Enunciado 1
Vuelve a escribir las entradas, con sus indicaciones, desde la primera línea hasta la que contiene "(1041, 520)", ambas incluidas, y suma 63 a cada número de las coordenadas de las respuestas. No pases de esas líneas.

EL PELUQUERO DE PICASSO

Estábamos en octubre de 1986 y en Buitrago (Madrid). Habíamos entrado en un museo dedicado a Picasso. Al pronto, nos sorprendieron sus reducidas proporciones. Se trataba  de una sola habitación tabicada por vitrinas que delimitaban pasillos diminutos. Tras los cristales o colgados de las paredes se exhibían objetos que no destacaban por su número. Unas pocas personas charlaban ante uno de ellos, pero apenas concitaron nuestro interés, orientado a ver y comentar la exposición.
   Admiramos un dibujo titulado Retrato de mi madre, una maravilla de expresividad, pese a la aparente sencillez de sus líneas. Nuestro lugar fue ocupado, enseguida que lo dejamos, por el resto de los presentes. Uno llevaba la voz cantante. Era un señor entrado en años, de baja estatura, calvo y muy hablador, o por mejor decir buen conversador, dado lo receptivo que se mostraba ante sus interlocutores, reorientando su disertación cada vez que lo interrumpían con alguna observación o pregunta.
   Estaba contándoles que aquel retrato había viajado mucho. Incluso en China se utilizaba como modelo para la enseñanza de pintores principiantes. Ante tal muestra de saber, cobró para nosotros el personaje una importancia que poco antes no le concedíamos, y que aumentó aún más cuando caímos en la cuenta de que la mujer de la lámina era su madre.

Lista de entradas
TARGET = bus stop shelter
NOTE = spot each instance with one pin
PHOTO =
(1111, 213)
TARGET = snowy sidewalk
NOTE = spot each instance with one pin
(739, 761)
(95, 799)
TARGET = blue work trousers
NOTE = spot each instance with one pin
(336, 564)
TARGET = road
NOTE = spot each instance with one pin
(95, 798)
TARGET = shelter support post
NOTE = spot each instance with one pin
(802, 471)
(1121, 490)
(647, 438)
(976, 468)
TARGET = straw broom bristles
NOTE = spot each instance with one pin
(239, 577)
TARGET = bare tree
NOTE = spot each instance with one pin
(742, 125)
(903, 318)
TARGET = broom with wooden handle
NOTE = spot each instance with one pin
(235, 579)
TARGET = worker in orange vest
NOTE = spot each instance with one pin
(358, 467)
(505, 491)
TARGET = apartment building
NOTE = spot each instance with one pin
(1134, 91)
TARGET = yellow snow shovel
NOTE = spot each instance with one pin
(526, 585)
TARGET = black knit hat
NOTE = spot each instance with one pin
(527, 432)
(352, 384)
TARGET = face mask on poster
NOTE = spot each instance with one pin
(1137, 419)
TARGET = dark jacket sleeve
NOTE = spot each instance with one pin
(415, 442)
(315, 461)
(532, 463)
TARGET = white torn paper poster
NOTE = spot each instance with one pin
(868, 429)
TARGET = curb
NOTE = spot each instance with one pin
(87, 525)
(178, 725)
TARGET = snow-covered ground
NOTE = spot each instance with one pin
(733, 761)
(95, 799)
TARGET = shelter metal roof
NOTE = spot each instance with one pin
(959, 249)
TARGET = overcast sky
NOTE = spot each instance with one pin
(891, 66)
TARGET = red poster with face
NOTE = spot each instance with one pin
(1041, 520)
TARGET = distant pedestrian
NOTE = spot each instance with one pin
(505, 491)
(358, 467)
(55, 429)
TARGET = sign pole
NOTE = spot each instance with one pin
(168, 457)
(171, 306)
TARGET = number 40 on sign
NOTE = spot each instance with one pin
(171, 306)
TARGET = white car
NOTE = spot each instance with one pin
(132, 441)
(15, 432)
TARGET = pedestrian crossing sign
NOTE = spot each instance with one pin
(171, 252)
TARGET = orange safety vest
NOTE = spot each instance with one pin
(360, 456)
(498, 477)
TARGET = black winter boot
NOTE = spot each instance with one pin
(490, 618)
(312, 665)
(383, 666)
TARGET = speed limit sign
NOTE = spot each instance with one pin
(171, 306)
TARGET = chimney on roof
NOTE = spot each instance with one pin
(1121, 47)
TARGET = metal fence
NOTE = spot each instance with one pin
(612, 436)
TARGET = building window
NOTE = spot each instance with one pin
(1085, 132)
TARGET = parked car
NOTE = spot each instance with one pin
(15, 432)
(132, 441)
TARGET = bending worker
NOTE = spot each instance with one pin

Enunciado 2
Responde según el texto sobre el peluquero de Picasso:
(a) ¿En qué mes y año hicieron la visita al museo?
(b) ¿Qué título tiene el dibujo que admiraron?
(c) ¿En qué país se usaba ese retrato como modelo para enseñar a pintores principiantes?

Solución escrita 1
TARGET = bus stop shelter
NOTE = spot each instance with one pin
PHOTO =
(1174, 276)
TARGET = snowy sidewalk
NOTE = spot each instance with one pin
(802, 824)
(158, 862)
TARGET = blue work trousers
NOTE = spot each instance with one pin
(399, 627)
TARGET = road
NOTE = spot each instance with one pin
(158, 861)
TARGET = shelter support post
NOTE = spot each instance with one pin
(865, 534)
(1184, 553)
(710, 501)
(1039, 531)
TARGET = straw broom bristles
NOTE = spot each instance with one pin
(302, 640)
TARGET = bare tree
NOTE = spot each instance with one pin
(805, 188)
(966, 381)
TARGET = broom with wooden handle
NOTE = spot each instance with one pin
(298, 642)
TARGET = worker in orange vest
NOTE = spot each instance with one pin
(421, 530)
(568, 554)
TARGET = apartment building
NOTE = spot each instance with one pin
(1197, 154)
TARGET = yellow snow shovel
NOTE = spot each instance with one pin
(589, 648)
TARGET = black knit hat
NOTE = spot each instance with one pin
(590, 495)
(415, 447)
TARGET = face mask on poster
NOTE = spot each instance with one pin
(1200, 482)
TARGET = dark jacket sleeve
NOTE = spot each instance with one pin
(478, 505)
(378, 524)
(595, 526)
TARGET = white torn paper poster
NOTE = spot each instance with one pin
(931, 492)
TARGET = curb
NOTE = spot each instance with one pin
(150, 588)
(241, 788)
TARGET = snow-covered ground
NOTE = spot each instance with one pin
(796, 824)
(158, 862)
TARGET = shelter metal roof
NOTE = spot each instance with one pin
(1022, 312)
TARGET = overcast sky
NOTE = spot each instance with one pin
(954, 129)
TARGET = red poster with face
NOTE = spot each instance with one pin
(1104, 583)

Solución escrita 2
(a) En octubre de 1986.
(b) Retrato de mi madre.
(c) En China.